• _Challenge_:
Reproduce every line of the items below verbatim, with no changes.

• _Recorded data_:
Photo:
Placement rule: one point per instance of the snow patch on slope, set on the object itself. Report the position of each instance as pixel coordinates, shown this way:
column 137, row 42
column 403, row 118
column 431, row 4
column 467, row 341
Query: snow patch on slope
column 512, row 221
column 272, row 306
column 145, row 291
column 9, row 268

• _Answer_:
Photo:
Placement rule: one point per instance of the snow patch on slope, set on the object itself. Report the position of each instance as pixel coordinates, shown this way:
column 137, row 42
column 403, row 118
column 431, row 4
column 467, row 341
Query: snow patch on slope
column 512, row 221
column 272, row 306
column 145, row 291
column 9, row 268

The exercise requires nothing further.